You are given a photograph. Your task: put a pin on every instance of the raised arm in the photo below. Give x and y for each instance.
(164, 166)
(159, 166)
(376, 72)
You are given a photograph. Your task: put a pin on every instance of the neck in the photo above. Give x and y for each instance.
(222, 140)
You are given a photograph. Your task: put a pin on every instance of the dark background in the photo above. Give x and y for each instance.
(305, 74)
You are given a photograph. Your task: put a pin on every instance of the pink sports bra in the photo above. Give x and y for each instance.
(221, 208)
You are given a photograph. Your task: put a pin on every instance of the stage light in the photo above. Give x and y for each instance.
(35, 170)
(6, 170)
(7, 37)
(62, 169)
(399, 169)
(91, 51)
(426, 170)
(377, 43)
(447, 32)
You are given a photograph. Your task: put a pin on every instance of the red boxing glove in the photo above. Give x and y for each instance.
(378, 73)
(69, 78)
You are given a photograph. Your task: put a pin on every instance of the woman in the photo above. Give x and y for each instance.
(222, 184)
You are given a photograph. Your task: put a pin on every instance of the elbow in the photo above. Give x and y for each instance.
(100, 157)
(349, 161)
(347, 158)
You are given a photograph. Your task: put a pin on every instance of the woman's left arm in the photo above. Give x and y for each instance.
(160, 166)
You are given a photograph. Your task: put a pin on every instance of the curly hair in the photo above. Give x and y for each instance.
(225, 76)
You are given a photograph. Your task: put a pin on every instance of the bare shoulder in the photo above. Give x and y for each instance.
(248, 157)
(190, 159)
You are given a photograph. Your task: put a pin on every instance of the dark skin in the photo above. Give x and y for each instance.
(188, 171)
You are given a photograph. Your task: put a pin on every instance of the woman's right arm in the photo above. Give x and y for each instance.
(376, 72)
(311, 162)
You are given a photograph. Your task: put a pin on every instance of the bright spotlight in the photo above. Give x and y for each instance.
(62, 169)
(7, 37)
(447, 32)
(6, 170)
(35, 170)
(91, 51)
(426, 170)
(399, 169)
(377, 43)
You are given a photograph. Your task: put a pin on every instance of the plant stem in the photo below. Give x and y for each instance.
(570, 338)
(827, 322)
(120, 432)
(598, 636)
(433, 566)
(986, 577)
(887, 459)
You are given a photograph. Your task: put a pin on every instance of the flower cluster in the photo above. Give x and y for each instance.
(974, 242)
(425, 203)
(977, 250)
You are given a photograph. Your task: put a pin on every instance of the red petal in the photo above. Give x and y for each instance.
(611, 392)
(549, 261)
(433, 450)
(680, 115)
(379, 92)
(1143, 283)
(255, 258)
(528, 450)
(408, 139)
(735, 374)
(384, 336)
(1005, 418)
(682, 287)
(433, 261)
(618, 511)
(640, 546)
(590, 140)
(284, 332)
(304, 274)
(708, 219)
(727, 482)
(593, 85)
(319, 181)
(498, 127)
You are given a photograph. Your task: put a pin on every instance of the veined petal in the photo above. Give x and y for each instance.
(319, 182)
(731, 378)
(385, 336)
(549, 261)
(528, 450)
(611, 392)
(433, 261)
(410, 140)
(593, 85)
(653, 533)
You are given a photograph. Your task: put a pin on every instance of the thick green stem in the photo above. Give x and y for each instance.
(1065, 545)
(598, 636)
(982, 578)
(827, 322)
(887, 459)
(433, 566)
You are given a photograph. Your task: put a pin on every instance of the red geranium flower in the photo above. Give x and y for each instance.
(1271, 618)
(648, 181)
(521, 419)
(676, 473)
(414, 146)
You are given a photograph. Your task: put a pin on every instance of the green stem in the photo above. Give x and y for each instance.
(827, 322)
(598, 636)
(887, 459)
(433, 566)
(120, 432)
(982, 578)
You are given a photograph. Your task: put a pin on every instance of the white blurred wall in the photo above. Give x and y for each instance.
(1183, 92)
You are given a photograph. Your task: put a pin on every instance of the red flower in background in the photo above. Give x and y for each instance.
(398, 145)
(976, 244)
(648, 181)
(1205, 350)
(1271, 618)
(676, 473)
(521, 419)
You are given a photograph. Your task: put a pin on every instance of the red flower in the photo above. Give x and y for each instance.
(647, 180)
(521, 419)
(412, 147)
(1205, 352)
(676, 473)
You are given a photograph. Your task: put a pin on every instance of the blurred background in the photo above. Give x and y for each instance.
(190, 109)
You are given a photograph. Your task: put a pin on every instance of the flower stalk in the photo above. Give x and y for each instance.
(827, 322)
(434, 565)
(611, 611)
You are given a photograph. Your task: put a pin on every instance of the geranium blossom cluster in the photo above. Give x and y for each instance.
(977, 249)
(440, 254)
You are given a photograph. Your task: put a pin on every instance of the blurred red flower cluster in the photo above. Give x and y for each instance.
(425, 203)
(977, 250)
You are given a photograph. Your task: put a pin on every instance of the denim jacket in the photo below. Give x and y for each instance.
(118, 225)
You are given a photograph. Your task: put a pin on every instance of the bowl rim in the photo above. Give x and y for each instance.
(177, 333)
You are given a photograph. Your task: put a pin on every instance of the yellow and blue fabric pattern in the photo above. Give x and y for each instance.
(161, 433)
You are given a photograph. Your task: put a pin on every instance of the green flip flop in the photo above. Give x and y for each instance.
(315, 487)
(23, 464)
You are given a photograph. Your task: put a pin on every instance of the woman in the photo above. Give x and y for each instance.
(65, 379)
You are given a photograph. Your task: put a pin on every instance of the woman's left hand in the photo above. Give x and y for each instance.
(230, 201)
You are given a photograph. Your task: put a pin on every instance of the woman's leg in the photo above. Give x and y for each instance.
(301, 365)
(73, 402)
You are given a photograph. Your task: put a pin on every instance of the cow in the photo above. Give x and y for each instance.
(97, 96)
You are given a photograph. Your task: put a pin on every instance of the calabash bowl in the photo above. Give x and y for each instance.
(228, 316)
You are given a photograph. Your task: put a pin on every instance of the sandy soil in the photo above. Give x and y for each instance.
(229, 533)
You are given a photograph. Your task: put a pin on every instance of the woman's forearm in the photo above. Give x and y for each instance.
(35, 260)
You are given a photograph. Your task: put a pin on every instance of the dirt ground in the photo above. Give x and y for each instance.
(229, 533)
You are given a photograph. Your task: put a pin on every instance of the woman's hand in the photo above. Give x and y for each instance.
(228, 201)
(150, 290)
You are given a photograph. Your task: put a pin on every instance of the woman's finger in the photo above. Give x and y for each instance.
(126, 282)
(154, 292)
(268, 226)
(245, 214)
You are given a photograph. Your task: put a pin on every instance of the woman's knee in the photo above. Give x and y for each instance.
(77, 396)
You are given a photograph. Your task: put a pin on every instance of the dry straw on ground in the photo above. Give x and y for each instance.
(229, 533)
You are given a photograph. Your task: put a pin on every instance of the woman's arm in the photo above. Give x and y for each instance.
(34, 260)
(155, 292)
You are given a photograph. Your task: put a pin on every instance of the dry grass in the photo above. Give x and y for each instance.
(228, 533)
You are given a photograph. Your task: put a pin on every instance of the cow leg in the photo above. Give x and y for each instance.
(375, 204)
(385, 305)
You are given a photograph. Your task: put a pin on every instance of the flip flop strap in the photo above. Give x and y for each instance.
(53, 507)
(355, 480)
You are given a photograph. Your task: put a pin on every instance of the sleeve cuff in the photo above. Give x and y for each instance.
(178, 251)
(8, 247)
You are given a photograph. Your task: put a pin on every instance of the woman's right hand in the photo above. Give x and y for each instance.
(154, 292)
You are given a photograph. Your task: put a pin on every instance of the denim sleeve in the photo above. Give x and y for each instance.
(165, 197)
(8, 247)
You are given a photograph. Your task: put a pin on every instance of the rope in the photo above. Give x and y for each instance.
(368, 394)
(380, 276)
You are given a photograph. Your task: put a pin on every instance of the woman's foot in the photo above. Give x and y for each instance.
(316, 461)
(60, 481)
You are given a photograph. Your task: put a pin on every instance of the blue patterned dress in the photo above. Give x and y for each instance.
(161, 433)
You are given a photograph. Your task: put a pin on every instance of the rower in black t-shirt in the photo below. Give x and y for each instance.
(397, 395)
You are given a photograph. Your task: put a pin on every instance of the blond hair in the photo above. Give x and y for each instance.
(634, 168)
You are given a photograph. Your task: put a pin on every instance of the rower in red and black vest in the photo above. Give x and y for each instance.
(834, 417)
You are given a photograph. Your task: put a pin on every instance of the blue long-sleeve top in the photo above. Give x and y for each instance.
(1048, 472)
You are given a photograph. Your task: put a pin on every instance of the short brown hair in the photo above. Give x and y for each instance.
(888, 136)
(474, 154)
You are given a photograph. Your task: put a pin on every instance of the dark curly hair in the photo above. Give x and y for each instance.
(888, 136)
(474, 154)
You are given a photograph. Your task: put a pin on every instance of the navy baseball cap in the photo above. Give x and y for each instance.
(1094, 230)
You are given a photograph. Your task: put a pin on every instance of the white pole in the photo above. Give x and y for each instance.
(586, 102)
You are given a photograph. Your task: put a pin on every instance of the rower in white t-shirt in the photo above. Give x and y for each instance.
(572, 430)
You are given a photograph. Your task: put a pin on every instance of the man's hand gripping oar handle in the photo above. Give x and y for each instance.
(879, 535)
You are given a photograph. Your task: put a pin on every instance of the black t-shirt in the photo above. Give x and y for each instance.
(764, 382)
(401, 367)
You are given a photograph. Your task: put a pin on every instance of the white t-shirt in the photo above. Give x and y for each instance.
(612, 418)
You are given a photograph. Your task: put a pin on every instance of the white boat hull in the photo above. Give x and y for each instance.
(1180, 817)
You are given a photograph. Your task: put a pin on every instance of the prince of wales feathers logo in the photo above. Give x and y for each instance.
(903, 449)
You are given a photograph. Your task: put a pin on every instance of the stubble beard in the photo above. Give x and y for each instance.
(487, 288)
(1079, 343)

**Your assignment:** Find the line that contains "of the man's". Repeat it and every line after it, exactly as written, up to and including the last line of the records above.

**Response to the task:**
You are given a photograph. Your task: put a pin on every instance of the man's hand gripping oar handle in the photo above. Give x and y for each instance.
(879, 535)
You are given a photograph. Your task: put a pin on every instance of the black t-shirt in the photo above. Give x and y for each instance.
(764, 382)
(401, 367)
You are given a photograph. Your task: put a pin on every instance of the white t-shirt in the photo above. Give x and y for each instance.
(612, 418)
You are given a photograph. Your task: put a pin on every instance of the white boat hull in the photo above. Give x and y for each instance.
(1180, 817)
You are given a photograph. Your task: put a pin on every instance of the prince of wales feathers logo in the photo above. Give x and y for each instance.
(903, 449)
You are given a photograph. Your task: put a pin on every instance of the stubble beard in the photo above. Give x and y for each instance.
(487, 288)
(1079, 343)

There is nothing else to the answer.